• Request:
Rewrite the entire listing below, replacing each occurrence of "dropping one pin" with "placing one marker" and leaving everything else unchanged. Omit the pictures from your answer.

• Dataset rows:
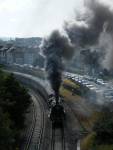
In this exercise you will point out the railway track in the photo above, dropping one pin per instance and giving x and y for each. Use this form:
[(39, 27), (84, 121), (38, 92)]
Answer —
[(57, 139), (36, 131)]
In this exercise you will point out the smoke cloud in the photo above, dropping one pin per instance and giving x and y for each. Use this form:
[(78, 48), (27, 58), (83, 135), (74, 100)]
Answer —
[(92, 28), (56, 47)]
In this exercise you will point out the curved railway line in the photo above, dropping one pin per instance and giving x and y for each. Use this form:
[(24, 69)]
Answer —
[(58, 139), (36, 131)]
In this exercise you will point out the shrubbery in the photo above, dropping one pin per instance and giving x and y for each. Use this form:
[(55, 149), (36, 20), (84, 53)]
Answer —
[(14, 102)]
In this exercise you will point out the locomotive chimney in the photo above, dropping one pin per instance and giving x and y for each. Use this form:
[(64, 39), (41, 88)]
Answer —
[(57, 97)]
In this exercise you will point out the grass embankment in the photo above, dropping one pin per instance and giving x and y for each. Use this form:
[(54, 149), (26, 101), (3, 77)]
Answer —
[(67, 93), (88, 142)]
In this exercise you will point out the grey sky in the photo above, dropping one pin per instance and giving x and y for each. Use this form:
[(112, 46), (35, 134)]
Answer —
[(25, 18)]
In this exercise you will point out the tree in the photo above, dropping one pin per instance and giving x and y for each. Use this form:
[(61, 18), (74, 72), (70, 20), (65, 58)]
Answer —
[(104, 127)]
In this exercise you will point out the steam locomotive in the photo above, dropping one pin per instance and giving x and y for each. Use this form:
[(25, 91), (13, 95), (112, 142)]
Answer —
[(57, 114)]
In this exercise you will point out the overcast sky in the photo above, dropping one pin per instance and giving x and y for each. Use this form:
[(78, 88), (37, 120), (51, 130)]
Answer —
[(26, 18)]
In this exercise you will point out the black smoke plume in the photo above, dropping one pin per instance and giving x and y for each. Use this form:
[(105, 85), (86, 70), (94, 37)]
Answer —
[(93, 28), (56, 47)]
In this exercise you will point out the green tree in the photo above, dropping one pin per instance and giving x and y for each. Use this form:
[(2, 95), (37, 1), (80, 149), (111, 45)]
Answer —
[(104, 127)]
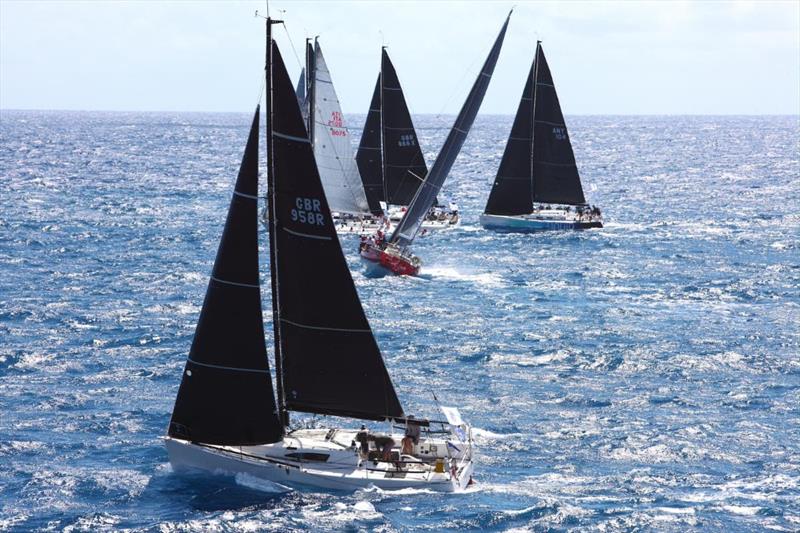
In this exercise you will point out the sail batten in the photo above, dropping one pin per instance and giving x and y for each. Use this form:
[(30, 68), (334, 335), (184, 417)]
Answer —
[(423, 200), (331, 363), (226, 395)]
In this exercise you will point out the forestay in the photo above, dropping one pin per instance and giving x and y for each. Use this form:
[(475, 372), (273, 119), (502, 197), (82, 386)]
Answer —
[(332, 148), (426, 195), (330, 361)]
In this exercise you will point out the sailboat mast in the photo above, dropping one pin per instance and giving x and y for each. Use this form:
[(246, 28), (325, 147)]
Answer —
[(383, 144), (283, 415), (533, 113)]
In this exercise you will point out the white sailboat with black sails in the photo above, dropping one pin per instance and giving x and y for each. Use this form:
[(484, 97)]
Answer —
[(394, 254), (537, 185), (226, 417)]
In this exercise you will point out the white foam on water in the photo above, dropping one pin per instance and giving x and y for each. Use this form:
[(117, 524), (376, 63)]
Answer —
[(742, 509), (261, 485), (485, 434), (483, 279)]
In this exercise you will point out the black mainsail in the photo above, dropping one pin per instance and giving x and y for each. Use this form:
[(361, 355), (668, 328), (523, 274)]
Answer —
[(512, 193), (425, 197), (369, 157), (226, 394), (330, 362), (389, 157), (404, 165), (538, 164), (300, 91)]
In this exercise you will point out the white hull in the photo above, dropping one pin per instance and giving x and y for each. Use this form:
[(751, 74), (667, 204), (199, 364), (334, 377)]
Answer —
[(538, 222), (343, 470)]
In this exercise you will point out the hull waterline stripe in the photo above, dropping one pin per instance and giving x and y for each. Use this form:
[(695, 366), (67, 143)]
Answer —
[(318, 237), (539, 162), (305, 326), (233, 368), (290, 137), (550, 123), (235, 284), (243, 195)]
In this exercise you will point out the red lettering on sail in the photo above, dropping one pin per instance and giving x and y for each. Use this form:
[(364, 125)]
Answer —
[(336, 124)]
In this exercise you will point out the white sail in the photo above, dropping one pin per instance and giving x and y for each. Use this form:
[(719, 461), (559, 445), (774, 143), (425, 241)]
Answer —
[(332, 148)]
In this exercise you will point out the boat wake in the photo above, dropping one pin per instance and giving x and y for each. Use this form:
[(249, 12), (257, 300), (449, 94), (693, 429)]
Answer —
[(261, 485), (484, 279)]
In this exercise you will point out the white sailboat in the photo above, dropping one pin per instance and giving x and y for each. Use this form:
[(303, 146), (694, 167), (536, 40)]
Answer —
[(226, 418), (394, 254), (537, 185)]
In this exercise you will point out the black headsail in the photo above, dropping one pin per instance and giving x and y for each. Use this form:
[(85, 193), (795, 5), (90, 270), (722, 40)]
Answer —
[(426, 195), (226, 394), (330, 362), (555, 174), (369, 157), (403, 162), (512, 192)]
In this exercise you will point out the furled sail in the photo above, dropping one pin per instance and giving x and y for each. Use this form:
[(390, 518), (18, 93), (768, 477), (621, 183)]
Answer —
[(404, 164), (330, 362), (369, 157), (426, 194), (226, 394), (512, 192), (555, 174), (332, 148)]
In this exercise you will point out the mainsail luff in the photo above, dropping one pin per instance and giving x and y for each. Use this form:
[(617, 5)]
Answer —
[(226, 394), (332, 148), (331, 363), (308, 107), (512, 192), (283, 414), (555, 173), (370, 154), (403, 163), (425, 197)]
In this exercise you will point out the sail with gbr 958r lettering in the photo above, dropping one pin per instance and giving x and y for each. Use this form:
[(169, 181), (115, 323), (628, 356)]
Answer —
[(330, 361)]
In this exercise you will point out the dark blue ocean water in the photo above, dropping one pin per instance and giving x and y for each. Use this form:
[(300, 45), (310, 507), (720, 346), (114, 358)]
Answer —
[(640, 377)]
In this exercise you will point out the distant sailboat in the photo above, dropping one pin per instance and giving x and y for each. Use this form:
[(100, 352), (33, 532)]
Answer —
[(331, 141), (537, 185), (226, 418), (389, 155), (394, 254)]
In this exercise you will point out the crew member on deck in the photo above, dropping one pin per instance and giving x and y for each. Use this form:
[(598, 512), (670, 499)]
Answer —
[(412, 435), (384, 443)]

• Response:
In this exercise you will point out the railway track in the photo above, placing one marker per instance and giving x and y for each. Use this form:
[(39, 27), (84, 121), (38, 92)]
Answer —
[(57, 139), (36, 131)]
In this exercise you will point out the smoke cloud in the photo above, placing one marker per instance and giving x and y for each. Use this form:
[(78, 48), (27, 58), (83, 135), (74, 100)]
Answer —
[(92, 28), (56, 47)]
In this exercise you will point out the curved railway line in the photo above, placing one marker per instance and giving x and y for each. Use this form:
[(24, 69)]
Answer —
[(58, 139), (36, 131)]
In this exercise you will point out the shrubbery in the photo above, placing one marker per instance and giving x and y for each. Use this form:
[(55, 149), (36, 20), (84, 53)]
Answer —
[(14, 102)]
In this exercise you will point out the locomotive chimney in the photo above, placing one marker per instance and giving x and y for each. Use this form:
[(64, 39), (41, 88)]
Answer —
[(57, 97)]
In this exercise you will point out the grass embankment in the photo above, placing one marker per instance and giving x and y for each. Use this form:
[(54, 149), (26, 101), (3, 77)]
Answer —
[(67, 93), (88, 142)]
In this exercise you will point out the grey sky in the photo above, placing one marker per instance and giving x and y for each. Use this form:
[(112, 46), (35, 134)]
Answer —
[(25, 18)]
In this exercise you will point out the tree in the photo above, placing one marker per instance and giving x and y for each. Use this form:
[(61, 18), (74, 72), (70, 20), (65, 58)]
Answer —
[(104, 127)]
In this exercise you will point out the steam locomotive in the photo above, placing one marker per instance and giving x and y for each. Use this form:
[(25, 91), (13, 95), (112, 142)]
Answer —
[(57, 114)]
In this exercise you will point out the overcast sky in the photo above, placing one marker per instance and giving x and y for each. Use this form:
[(78, 88), (37, 120), (51, 130)]
Answer —
[(26, 18)]
In this exercise you will point out the black smoke plume in the photo above, placing one marker per instance and giving x and y for each. Use this form:
[(105, 85), (86, 70), (94, 37)]
Answer —
[(93, 28), (56, 47)]
In this exercise you will point out the green tree in the photo above, placing one marker per instance and giving x and y for each. Use this form:
[(2, 95), (37, 1), (80, 149), (111, 45)]
Answer —
[(104, 127)]
In this exercise you will point out the sail batten in the photo above, placing one marker per instance and giving x and y for each. Use this form:
[(30, 68), (334, 335), (184, 417)]
Answer —
[(423, 200), (331, 363), (226, 395)]
In this exercise you will point out the forestay in the photo above, placing one marker per instance and giving x and y for each. Use this form:
[(475, 372), (273, 119), (502, 197), (82, 386)]
Answer —
[(332, 148), (426, 195), (330, 361)]
In this exercise you will point out the sailboat mast in the photo above, placing one marker per instance and giving x and y for each. Use this form:
[(246, 28), (325, 147)]
Answer —
[(383, 144), (283, 415), (533, 113)]
In this exercise you will point out the white sailboat with black sails in the photo above, placing one marker per instance and giving x and y for each. Use this form:
[(484, 97)]
Answer —
[(394, 254), (537, 185), (226, 417)]
In this exercise you will point out the white foam on water in the photo above, placing one marker per instance and giving x and y for each. Use this form:
[(117, 524), (376, 63)]
Answer —
[(742, 509), (261, 485), (485, 434), (483, 279)]
In this exercise you will point out the black mainsail in the photo above, placing one marker per instance and giving x and y for each. Use this form:
[(361, 355), (668, 328), (523, 274)]
Answer —
[(512, 193), (425, 197), (369, 157), (226, 394), (330, 362), (389, 157), (404, 165), (538, 164), (300, 91)]
In this exercise you will point out the white hull in the photo above, placing one marker per instance and giving x and y for each. Use this form:
[(751, 74), (667, 204), (199, 364), (334, 377)]
Answer —
[(538, 222), (343, 470)]
In this exercise you will point out the hull waterline stripe in the photo above, placing one marker per instance and giving x and y for each. Use this form:
[(695, 366), (67, 143)]
Answer —
[(318, 237), (539, 162), (305, 326), (233, 368), (290, 137), (550, 123), (235, 284), (243, 195)]
In this exercise you will point out the red lettering on sail in the photo above, placing one marker per instance and giving x and y for each. Use this form:
[(364, 125)]
Answer —
[(336, 124)]
In this exercise you will point out the white sail in the photo above, placing one marker per instance and giving x and y for each. Use this form:
[(719, 461), (559, 445), (774, 143), (425, 241)]
Answer —
[(332, 148)]
In this exercise you will point out the boat wake in the photo above, placing one marker per instance and giving x and y for each. Use this form:
[(249, 12), (257, 300), (449, 94), (693, 429)]
Answer —
[(261, 485), (484, 279)]
In this exercise you will point out the white sailboat in the photo above, placing one marker per instance and giving x and y for each. Use this form:
[(303, 146), (694, 167), (536, 40)]
Answer —
[(226, 418), (394, 254), (537, 185)]
In this exercise you will point out the black headsail in the photo above, placing one marker per instance and giving x and y for each. Use this form:
[(85, 193), (795, 5), (90, 270), (722, 40)]
Answer —
[(426, 195), (226, 394), (330, 362), (555, 174), (369, 157), (403, 162), (512, 192)]
In this exercise you will point out the furled sail in the photo above, placing one marker per instance and giving x and y for each. Use this form:
[(390, 518), (18, 93), (768, 477), (621, 183)]
Answer —
[(404, 164), (330, 362), (369, 157), (426, 194), (226, 394), (512, 192), (555, 174), (332, 148)]
In this exercise you will point out the mainsail luff in the photo above, placing one marker per instance and giving x and y for each. Use this form:
[(617, 5)]
Answer —
[(226, 394), (332, 148), (331, 363), (308, 107), (512, 192), (283, 414), (555, 173), (370, 154), (403, 163), (425, 197)]
In this exercise you will point out the sail with gbr 958r lettering in the photo above, placing one marker per instance and giving x and y for each. Use this form:
[(169, 181), (115, 323), (628, 356)]
Answer —
[(330, 361)]
In this exercise you will point out the dark blue ocean water in the photo above, placing one marker per instance and giving x and y for each. Use this form:
[(300, 45), (310, 507), (720, 346), (114, 358)]
Answer —
[(640, 377)]
In this exercise you will point out the distant sailboat in the photo above, placing one marker per instance and giving x and y for each. Use this form:
[(100, 352), (33, 532)]
Answer —
[(331, 141), (537, 185), (226, 418), (389, 155), (394, 254)]
In this exercise you will point out the crew member on deck in the photo above, placing one marker per instance and giving x and y for each. Use this form:
[(598, 512), (670, 499)]
Answer —
[(412, 435), (384, 443)]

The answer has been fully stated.